----- RECORD EXCERPTS

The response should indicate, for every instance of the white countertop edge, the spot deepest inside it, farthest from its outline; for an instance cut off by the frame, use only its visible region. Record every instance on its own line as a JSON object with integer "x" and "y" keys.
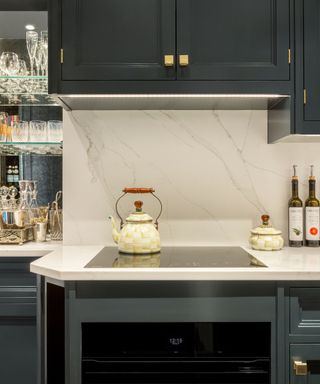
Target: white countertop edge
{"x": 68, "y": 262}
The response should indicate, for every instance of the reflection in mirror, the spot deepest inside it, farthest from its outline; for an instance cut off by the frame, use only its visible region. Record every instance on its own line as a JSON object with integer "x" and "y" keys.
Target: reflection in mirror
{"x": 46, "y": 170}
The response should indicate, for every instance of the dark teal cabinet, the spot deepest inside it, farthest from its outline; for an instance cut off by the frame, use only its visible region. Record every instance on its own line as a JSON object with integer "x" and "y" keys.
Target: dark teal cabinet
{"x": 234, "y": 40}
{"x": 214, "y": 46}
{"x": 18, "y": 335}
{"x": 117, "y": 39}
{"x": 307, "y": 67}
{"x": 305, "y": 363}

----------
----- RECORD EXCERPTS

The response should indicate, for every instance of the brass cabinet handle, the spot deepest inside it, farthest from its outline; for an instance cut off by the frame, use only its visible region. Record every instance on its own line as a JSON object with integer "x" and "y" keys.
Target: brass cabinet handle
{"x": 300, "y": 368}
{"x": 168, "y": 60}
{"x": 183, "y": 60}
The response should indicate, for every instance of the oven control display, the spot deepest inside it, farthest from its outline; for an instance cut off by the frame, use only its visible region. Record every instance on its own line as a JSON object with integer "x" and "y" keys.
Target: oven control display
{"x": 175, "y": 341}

----------

• AIM OF THE TASK: From the records above, repeat exactly the lines from the one with "Target: reflection in mirror" through the one with "The response should indicate, for every instance of the dark", both included.

• TASK ANSWER:
Target: reflection in mirror
{"x": 46, "y": 170}
The response should indicate, for every instance of the dark teal cabinet, the spot deepest inside it, farthest from its outline; for an instance cut off by the frame, use only its visible region. Record every instance on its own line as a JSON object with integer "x" and "y" keys.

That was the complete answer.